*DOCUMENT SECTION*.
The poor girl somehow got herself a vicious case of Montezuma’s revenge, one so severe that her physician prescribed an industrial strength antibiotic with a nasty side-effect. If she allowed any alcohol to pass her lips, she would become violently ill.

Having recently been violently ill (from the revenge), Jan had no desire to be so again, and was wisely abstaining for the duration of the course of her treatment. Unfortunately, that period of time coincided with her visit here. She and Melanie love to get together over a glass of wine, discuss their lives and laugh like loons. So to accommodate her, we went on a hunt for non-alcoholic wine.

There are two brands that immediately come to mind: Ariel and Fre. Both are owned by large wineries, Ariel by J. Lohr, and Fre by Sutter Home, which is in turn owned by Trinchero Family Estates of St. Helena. Each label produces several varietals.

Ariel has three reds and three whites: Cabernet Sauvignon, Merlot and “Rouge,” Chardonnay, White Zinfandel and “Blanc.” In addition, there is one Ariel sparkling wine, Brut Cuvee. In the Fre corner are seven choices: White Zin, Chardonnay, Merlot, “Premium Red,” “Premium White” and two sparklers, a brut and a spumante.

While all of these wines are sold as “alcohol free,” they in fact contain as much as one-half of one percent alcohol by volume. That may not seem like much, but it was enough for our cautious friend Jan to take a pass. So she made a big dent in my Lemon Zinger sun tea supply. We served it to her in our best Riedel wine glasses. Guess what? Those two still laughed like loons.

*LISTED ENTRIES*.
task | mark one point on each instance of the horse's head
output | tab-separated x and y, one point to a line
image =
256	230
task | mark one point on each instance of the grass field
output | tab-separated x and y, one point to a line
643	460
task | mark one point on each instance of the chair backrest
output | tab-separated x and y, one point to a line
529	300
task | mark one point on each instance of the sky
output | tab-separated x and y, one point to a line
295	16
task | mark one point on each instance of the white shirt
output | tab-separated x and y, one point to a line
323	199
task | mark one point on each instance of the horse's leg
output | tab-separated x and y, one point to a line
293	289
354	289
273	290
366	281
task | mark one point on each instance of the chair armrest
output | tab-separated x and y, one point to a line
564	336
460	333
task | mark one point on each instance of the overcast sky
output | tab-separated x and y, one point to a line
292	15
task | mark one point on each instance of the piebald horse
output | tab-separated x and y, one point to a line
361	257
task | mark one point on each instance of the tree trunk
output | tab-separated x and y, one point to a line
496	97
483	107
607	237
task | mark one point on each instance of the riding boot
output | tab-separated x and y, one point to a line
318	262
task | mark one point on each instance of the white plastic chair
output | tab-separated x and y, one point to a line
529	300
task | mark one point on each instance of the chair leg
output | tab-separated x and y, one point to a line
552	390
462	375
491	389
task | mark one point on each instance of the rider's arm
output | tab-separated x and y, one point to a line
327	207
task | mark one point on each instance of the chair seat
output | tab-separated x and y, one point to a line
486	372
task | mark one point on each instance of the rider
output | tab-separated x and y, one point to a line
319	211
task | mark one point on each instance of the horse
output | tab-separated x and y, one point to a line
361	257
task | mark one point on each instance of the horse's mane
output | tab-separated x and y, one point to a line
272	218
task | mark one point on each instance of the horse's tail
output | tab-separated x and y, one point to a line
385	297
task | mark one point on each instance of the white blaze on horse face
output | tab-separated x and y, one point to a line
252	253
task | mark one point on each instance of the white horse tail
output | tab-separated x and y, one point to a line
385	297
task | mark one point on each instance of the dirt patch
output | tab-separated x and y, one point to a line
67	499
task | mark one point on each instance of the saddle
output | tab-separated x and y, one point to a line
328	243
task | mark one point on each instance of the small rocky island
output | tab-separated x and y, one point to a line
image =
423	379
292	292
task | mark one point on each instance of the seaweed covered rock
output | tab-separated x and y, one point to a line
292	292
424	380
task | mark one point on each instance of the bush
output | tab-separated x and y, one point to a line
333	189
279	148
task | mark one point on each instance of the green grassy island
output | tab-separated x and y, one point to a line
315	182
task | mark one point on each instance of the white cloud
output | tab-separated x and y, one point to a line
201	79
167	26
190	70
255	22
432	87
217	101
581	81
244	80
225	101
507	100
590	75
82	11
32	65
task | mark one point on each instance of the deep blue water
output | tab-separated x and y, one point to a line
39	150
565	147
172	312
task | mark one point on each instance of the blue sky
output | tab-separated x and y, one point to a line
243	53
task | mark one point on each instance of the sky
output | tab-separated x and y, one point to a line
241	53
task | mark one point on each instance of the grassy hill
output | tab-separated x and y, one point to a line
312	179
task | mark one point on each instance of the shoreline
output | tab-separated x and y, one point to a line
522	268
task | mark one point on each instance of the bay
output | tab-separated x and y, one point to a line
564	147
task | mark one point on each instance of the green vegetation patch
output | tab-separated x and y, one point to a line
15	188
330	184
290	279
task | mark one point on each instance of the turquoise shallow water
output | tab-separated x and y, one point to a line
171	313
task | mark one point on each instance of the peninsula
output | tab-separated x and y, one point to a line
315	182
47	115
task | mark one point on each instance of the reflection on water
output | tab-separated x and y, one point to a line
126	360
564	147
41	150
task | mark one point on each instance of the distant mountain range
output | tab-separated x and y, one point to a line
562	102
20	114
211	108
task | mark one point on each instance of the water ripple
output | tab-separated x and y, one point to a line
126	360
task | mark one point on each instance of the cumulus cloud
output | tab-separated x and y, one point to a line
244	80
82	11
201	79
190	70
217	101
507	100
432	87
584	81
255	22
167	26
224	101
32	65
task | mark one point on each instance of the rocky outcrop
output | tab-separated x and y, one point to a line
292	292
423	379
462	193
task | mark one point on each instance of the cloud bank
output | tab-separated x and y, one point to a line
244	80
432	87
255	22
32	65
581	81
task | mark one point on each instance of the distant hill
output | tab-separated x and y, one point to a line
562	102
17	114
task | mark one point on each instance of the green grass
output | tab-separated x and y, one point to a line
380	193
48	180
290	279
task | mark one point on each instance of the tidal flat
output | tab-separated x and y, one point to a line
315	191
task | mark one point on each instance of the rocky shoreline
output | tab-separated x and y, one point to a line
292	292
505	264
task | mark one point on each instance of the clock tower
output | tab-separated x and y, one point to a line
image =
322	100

*WHAT YOU NEED TO DO*.
**a)** Repeat the non-alcoholic wine passage word for word, from "Ariel has three" to "and a spumante.".
**b)** Write the next part of the non-alcoholic wine passage, starting after its final sentence.

*SET OF ANSWERS*.
**a)**
Ariel has three reds and three whites: Cabernet Sauvignon, Merlot and “Rouge,” Chardonnay, White Zinfandel and “Blanc.” In addition, there is one Ariel sparkling wine, Brut Cuvee. In the Fre corner are seven choices: White Zin, Chardonnay, Merlot, “Premium Red,” “Premium White” and two sparklers, a brut and a spumante.

**b)**
So all of this made me wonder: “just how do they make that stuff, anyway?” The answer surprised me, because the wine is not made without alcohol. That would be impossible, really, since alcohol is a by-product of the fermentation process that gives wine its character. Rather, the wine is made in the traditional way, and then the alcohol is extracted. Each of the wineries under discussion utilizes a different patented process.

The procedure for making Fre has a very fun-sounding name. It’s the “Spinning Cone Column.” Sounds like a ride at Great America. Ariel utilizes the more staid “Cold Filtration Process.” They do essentially the same thing in that they reduce the wine to a syrupy concentrate, remove the alcohol and then add water to bring it back to a drinkable concentration.

Fre claims that its method is superior because the spinning cones collect the wine’s “fragile aroma and flavor essences” at the beginning of the process and then reintroduces them later, after the alcohol is removed. Ariel’s process, also known as “reverse osmosis,” leaves the aromas and essences alone, and processes the whole shebang.

What does this stuff taste like? In the interest of the public good, I took it upon myself to buy a couple of bottles, give them a taste and report the results. Melanie and I purchased a bottle each of Fre Merlot and Ariel Blanc and proceeded to do something we would never normally do: taste wine in the middle of a work day.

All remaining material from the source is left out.